- [Work instructions]:
[1] Decide whether each statement agrees with the climate policy discussion. Answer yes or no for each, and quote the words of the text that decide it. (a) The proposed carbon taxes would rise gradually over decades. (b) The source on meat's carbon footprint is linked. (c) The proposal would choose which companies win or lose.
[2] According to the climate policy discussion, which two meats did the source say have higher carbon footprints than the others?
[3] Resume the climate policy discussion after its final sentence, and keep going in the same voice.

- [Study text]:

Absolutely the perfect is the enemy of the good, but when someone from, say, Hawaii hears “much less air travel” and goes, “hey, does this mean I’m going to die of starvation? Do I have to leave my home to survive?” it’d probably be useful to have some kind of answer to keep up public support. We already have this issue with the coal miners and such, and this kind of thing is a lot less clear cut (which is something else we have to stop doing, probably). I think I’ve said this before, but one of the things I’m seeking with this thread is clarity, because I feel it has direct relevance to the difficulty of making the political and practical struggles necessary to save human civilization.

Of course, we mere mortals and laymen might not be able to gain clarity or explain it to others; we have the luxury of just shrugging and saying, whatever, it’s got to be done somehow. But it interests me regardless!

Or hit it at the source. Tax carbon, subsidize non-carbon emitting power generation and let the market work it out. Let the taxes scale up gradually (over decades) so it isn’t an economy breaking shock. Don’t try to pick winner/loser areas or companies. Everybody can decide for themselves what things are worth paying more or less for. Air travel will probably end up out of reach for all but the wealthiest, but maybe carbon neutral artificial fuel will be not too expensive.

That’s my recommendation, but I doubt it will actually happen.

One question about meat: we always talk about this in absolute terms (“meat” vs “no meat”), perhaps because vegetarians often see a moral / ethical dimension to their dietary choices, or else in relative terms within that binary.

But what impact might it have if we just gave up beef, and continued with chicken / turkey / pork / lamb / goat / rabbit / etc.? One source I looked at (not linked, because I have no idea how to vet it), suggested that beef and lamb have higher carbon footprints than the others. I imagine you’d have to take into account the utilities of any wool or leather biproducts, and I wouldn’t have the first clue how.

Do we actually have several decades to allow the economy to gradually transition?

Natural-language object grounding data:
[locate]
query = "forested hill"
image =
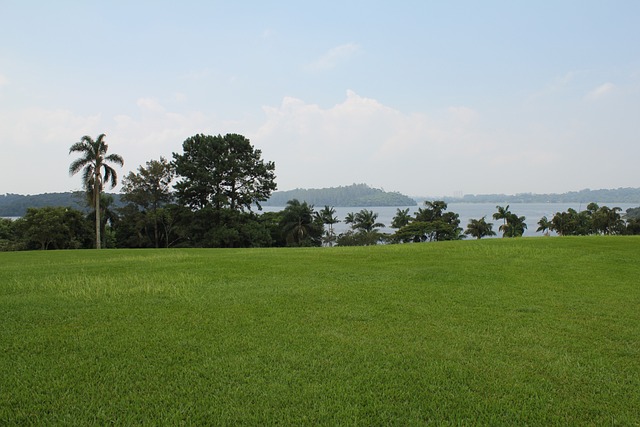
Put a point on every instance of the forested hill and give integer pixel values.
(17, 204)
(356, 195)
(616, 195)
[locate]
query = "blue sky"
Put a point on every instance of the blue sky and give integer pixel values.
(427, 98)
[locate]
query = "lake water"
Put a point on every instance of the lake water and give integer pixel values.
(466, 211)
(531, 211)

- [List of answers]:
[1]
(a) Yes: "Let the taxes scale up gradually (over decades) so it isn’t an economy breaking shock."
(b) No: "One source I looked at (not linked, because I have no idea how to vet it)"
(c) No: "Don’t try to pick winner/loser areas or companies."

[2] Beef and lamb.

[3]
None of these things are binary yes/no things. A gradual transition is better than a sudden, forced one. A gradual policy lets people go electric as old cars wear out, etc. instead of saying “you must completely change everything you do right now!” which nobody will actually do. Means there is a chance for the high tech optimistic sustainable existence we hope for, instead of the low tech one we want to try to avoid.

IME, present-day back-to-the-landers, who arguably do just what the future holds for most of us, raise mostly rabbit, chicken and goats for their protein needs. Meat rabbits, for instance, grow on much less feed per pound than the bigger, more usual Western meat animals. Chickens are raised for the eggs (but eaten when they stop producing), and benefit from free-range foraging on the farmyard for insects etc., while goats, who famously “subsist on almost anything” are mostly milk animals, but some are slaughtered for meat.

“If you want to turn green land into desert, there’s nothing like a goat” is something I’ve heard more than ones from people doing development work in the Sahel.

Wool and leather will become too expensive to afford. Cotton is environmentally unsustainable too, not to speak of petroleum-based fibers. The future is sustainable hemp fiber, hempen clothing.

Cotton is environmentally unsustainable? I live in south Texas, and I see cotton being grown in the second half of the summer every year. This year was a drought year*, and the crops from the first half of the year all died, based on their appearance to my uneducated (WRT to farming) eye. Around here that includes things like sorghum, wheat, and corn. The cotton, although the plants appeared a little smaller than usual, however, did yield a crop. Based on that and similar experiences in previous drought years, I would have guessed that cotton would do just fine with less water. Of course I am not a farmer and am basing my guess on what I see. Does cotton use a lot water, or is there some other problem with it?

  • Sadly for the farmers, the rains started just as soon as the cotton harvest was over. We’ve had more rain in the past week than we’d had since the beginning of the year.